We use withdrawal when we retreat or withdraw from an actual or potential disagreement. In relation to the other approaches, withdrawal is low in terms of emotional intelligence. In fact, withdrawal was one of the emotional breakdowns described in Chapter Four. When we use withdrawal to deal with a conflict, we are disengaging from the relationship. We don’t tell the truth about our feelings or our wants and needs.
Unfortunately, withdrawal does not solve anything. In fact, with withdrawal we don’t even acknowledge that there is a conflict. When we use withdrawal, we aren’t really interested in solving the problem. We don’t provide the other party the opportunity to work with us to resolve the conflict.
Withdrawal can be successful as a short term strategy. By separating parties in a dispute we allow the air to clear and cooler heads to prevail. Withdrawal would be very appropriate in situations where you believe that there is a risk of physical danger to anyone. Withdrawal could also be useful in situations where there is no long term relationship. If you experience conflict in the last few weeks of a project, you may decide it is not worth working to resolve that particular issue. Otherwise, withdrawal should be used sparingly.
Smoothing is when we minimize or avoid areas of difference and instead emphasize areas of agreement. As a technique for resolving project conflict, smoothing is also relatively low in terms of emotional intelligence. Like withdrawal, when we use smoothing we are not dealing with the underlying issue that is causing the conflict. Instead, we are avoiding the issue.
The key difference between smoothing and avoidance is that with smoothing we try to emphasize the areas of agreements between the parties. This is a form of focusing on the positive.
We can use smoothing when the stakes are not very high or when we want to maintain good working relationships.
Compromising is when we bargain and search for solutions that bring some degree of satisfaction in a dispute. Compromising is characterized by give and take from each of the affected parties. Each party to the conflict must be willing to give up something to get what they want. This is best used when the stakes are not very high and when both parties want to maintain the relationship.

| DATA SECTION |
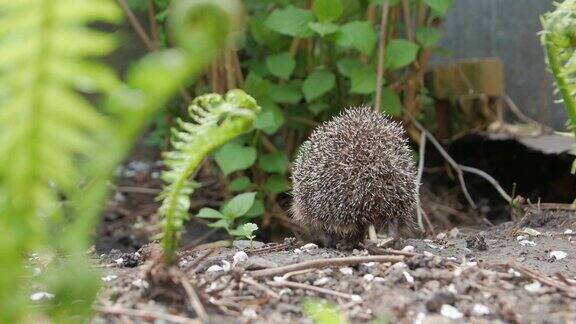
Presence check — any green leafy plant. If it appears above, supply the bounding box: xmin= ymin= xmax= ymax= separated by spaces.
xmin=197 ymin=192 xmax=258 ymax=241
xmin=0 ymin=0 xmax=240 ymax=323
xmin=300 ymin=298 xmax=348 ymax=324
xmin=159 ymin=90 xmax=260 ymax=263
xmin=541 ymin=0 xmax=576 ymax=135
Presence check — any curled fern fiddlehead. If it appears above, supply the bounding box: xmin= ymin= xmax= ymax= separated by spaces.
xmin=541 ymin=0 xmax=576 ymax=134
xmin=159 ymin=90 xmax=260 ymax=263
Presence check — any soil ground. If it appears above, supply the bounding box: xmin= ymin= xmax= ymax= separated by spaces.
xmin=92 ymin=206 xmax=576 ymax=324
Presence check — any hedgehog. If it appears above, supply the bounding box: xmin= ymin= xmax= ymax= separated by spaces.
xmin=291 ymin=107 xmax=418 ymax=248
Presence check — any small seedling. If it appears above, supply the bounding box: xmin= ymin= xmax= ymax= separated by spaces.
xmin=197 ymin=192 xmax=258 ymax=245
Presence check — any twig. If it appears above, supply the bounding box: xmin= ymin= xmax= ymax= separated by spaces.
xmin=266 ymin=280 xmax=353 ymax=299
xmin=92 ymin=306 xmax=201 ymax=324
xmin=416 ymin=132 xmax=426 ymax=232
xmin=248 ymin=255 xmax=404 ymax=278
xmin=240 ymin=277 xmax=280 ymax=299
xmin=507 ymin=261 xmax=576 ymax=298
xmin=374 ymin=0 xmax=389 ymax=111
xmin=179 ymin=273 xmax=208 ymax=322
xmin=502 ymin=94 xmax=554 ymax=132
xmin=460 ymin=165 xmax=512 ymax=203
xmin=116 ymin=0 xmax=157 ymax=51
xmin=412 ymin=118 xmax=512 ymax=208
xmin=114 ymin=186 xmax=162 ymax=196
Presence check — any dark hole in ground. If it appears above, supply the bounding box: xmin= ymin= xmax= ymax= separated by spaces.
xmin=425 ymin=134 xmax=576 ymax=222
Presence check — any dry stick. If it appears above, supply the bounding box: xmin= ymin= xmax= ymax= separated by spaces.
xmin=412 ymin=118 xmax=476 ymax=209
xmin=416 ymin=132 xmax=426 ymax=232
xmin=179 ymin=274 xmax=208 ymax=322
xmin=507 ymin=261 xmax=576 ymax=298
xmin=266 ymin=280 xmax=354 ymax=299
xmin=116 ymin=0 xmax=157 ymax=51
xmin=374 ymin=0 xmax=389 ymax=111
xmin=116 ymin=0 xmax=192 ymax=105
xmin=240 ymin=277 xmax=280 ymax=299
xmin=92 ymin=306 xmax=201 ymax=324
xmin=114 ymin=186 xmax=162 ymax=195
xmin=248 ymin=255 xmax=404 ymax=278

| LIST OF TASKS |
a: Please summarize the text on conflict-handling approaches in two sentences.
b: Answer these questions using the text on conflict-handling approaches:
(i) In which chapter was withdrawal described as one of the emotional breakdowns?
(ii) What is the key difference between smoothing and avoidance?
(iii) What must each party to the conflict be willing to do when compromising?

| ANSWERS TO EACH TASK |
a: Withdrawal means retreating from a disagreement without acknowledging the conflict or giving the other party a chance to resolve it, though it can work as a short-term strategy, such as when there is a risk of physical danger or no long-term relationship. Smoothing avoids the underlying issue by emphasizing areas of agreement and suits situations with low stakes or a wish to keep good working relationships, while compromising involves give and take in which each party gives up something to gain some satisfaction.

b:
(i) Chapter Four.
(ii) With smoothing, we try to emphasize the areas of agreement between the parties.
(iii) Give up something to get what they want.